TEXT
Menschen mit Depressionen besonders von Lockdown betroffen

Berlin – Jeder zweite depressive Mensch in Deutschland hat während des Lockdowns im Frühjahr einer Befragung zufolge massive Einschränkungen bei der Behandlung seiner Krankheit erlebt. Zu diesem Ergebnis kommt das Deutschland-Barometer Depression, das heute bei einer digitalen Pressekonferenz vorgestellt wurde.
Auch hätten Betroffene die Beschränkungen als deutlich belastender erlebt als die Gesamtbevölkerung, so die Untersuchung der Stiftung Deutsche Depressionshilfe. „Das ist auch für den aktuellen Teillockdown zu erwarten“, sagte Psychiater Ulrich Hegerl, Vorstandsvorsitzender der Stiftung.
Depressive Menschen hätten insbesondere unter einer fehlenden Tagesstruktur gelitten: Dies gaben 75 Prozent an (gegenüber 39 Prozent der Allgemeinbevölkerung). Auch blieben 48 Prozent tagsüber eher im Bett (Allgemeinbevölkerung: 21 Prozent).

VORLIEGENDE DATENSÄTZE
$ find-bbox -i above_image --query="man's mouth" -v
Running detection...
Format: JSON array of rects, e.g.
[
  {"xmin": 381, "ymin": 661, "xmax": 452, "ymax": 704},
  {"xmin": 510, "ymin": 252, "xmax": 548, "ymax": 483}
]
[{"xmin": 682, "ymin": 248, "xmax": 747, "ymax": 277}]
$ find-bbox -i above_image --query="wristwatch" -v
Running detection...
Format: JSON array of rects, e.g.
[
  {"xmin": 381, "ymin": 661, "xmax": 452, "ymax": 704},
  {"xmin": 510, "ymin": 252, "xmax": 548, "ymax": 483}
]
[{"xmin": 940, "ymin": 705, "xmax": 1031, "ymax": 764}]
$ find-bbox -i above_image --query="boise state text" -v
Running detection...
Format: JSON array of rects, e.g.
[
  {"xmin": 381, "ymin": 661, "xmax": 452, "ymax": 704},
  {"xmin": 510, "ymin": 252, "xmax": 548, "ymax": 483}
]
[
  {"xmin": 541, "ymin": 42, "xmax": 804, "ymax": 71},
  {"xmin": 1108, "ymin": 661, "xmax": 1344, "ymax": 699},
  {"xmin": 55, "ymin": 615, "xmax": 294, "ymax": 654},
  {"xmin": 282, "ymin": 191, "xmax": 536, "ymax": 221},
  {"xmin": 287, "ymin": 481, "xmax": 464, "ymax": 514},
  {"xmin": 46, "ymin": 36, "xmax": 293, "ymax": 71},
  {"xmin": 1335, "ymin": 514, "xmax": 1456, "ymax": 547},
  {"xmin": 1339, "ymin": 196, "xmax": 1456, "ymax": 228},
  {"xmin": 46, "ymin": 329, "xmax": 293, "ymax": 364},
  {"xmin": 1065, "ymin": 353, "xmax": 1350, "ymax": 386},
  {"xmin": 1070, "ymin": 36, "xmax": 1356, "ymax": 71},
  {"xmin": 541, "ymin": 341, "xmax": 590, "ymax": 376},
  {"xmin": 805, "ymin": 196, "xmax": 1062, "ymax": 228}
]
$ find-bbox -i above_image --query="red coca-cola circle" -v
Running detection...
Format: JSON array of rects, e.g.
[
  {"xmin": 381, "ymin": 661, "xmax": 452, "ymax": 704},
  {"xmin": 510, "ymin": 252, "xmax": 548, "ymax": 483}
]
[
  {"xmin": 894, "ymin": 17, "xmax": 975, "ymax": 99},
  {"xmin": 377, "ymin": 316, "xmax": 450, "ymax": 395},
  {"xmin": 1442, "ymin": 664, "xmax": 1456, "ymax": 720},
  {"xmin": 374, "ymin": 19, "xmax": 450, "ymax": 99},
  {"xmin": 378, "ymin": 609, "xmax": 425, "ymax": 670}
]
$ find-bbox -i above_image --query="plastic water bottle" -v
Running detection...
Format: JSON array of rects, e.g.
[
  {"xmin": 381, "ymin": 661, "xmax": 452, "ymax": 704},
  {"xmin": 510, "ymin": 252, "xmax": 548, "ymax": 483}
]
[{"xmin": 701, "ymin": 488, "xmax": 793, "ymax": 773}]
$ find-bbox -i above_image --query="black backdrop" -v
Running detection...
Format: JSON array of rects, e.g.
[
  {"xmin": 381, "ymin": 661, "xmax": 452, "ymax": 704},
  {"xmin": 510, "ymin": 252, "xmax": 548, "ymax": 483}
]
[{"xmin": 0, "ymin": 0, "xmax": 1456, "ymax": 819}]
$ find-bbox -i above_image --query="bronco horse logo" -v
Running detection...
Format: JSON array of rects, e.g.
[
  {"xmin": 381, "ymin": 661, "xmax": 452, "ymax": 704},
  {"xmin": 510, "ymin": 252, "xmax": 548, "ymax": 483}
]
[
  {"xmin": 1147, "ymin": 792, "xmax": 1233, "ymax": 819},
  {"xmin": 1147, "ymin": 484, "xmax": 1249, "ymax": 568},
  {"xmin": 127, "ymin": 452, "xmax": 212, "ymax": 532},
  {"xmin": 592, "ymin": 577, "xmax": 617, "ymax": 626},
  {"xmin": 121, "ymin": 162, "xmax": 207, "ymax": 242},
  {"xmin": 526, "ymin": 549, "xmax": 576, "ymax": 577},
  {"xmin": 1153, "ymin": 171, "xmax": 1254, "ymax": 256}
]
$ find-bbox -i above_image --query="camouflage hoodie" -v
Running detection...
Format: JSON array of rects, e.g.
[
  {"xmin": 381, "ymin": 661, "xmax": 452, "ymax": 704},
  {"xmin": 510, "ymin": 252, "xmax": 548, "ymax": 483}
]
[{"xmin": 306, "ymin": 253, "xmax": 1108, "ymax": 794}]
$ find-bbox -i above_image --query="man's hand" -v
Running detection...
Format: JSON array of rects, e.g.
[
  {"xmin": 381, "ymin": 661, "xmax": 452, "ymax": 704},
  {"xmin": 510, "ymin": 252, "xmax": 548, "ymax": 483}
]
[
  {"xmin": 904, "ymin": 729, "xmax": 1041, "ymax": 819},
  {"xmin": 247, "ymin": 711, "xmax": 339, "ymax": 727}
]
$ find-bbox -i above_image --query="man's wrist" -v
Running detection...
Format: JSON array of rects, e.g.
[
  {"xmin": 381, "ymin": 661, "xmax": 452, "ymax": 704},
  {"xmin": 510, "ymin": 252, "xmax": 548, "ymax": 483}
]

AUFGABE 1
Welcher Anteil der depressiven Menschen litt laut dem Artikel über Depressionen im Lockdown unter einer fehlenden Tagesstruktur?
AUFGABE 2
Schreibe den Artikel über Depressionen im Lockdown im Anschluss an seinen letzten Satz weiter.

ERGEBNIS 1
75 Prozent.

ERGEBNIS 2
„In diesen Fällen droht ein Teufelskreis: eine fehlende Tagesstruktur erhöht das Risiko, sich zurückzuziehen und lange Bettzeiten können Depressionen wiederum verstärken“, warnte Hegerl.
Massive Einschnitte in der Versorgung von psychisch Kranken
Jeder zweite Betroffene (48 Prozent) berichtete demnach von massiven Einschnitten in der Versorgung, etwa ausgefallenen Behandlungsterminen beim Facharzt oder Psychotherapeuten.
Jeder zehnte depressive Befragte gab an, dass ein geplanter Klinikaufenthalt nicht stattfinden konnte. 13 Prozent der Betroffenen gaben an, von sich aus Behandlungstermine aus Angst vor Ansteckung abgesagt zu haben.
Hochgerechnet auf die Bevölkerung hätten mehr als zwei Millionen depressiv erkrankte Menschen „eine Einschränkung ihrer medizinischen Versorgung mit entsprechenden gesundheitlichen Folgen durch die Coronamaßnahmen erlebt“, kritisierte Psychiater Hegerl. Auch jetzt stellten Kliniken Ressourcen für die Behandlung von Coronainfektionen um.
Das gehe erneut auch auf Kosten der Versorgung von Menschen mit psychischen Leiden. „Depression ist eine schwere, oft lebensbedrohliche und dringend behandlungsbedürftige Erkrankung.“ Nur bei Beachtung dieser negativen Folgen könne „die richtige Balance gefunden werden zwischen Leid und Tod, die durch die Coronamaßnahmen einerseits möglicherweise verhindert und andererseits konkret verursacht werden“, betonte Hegerl.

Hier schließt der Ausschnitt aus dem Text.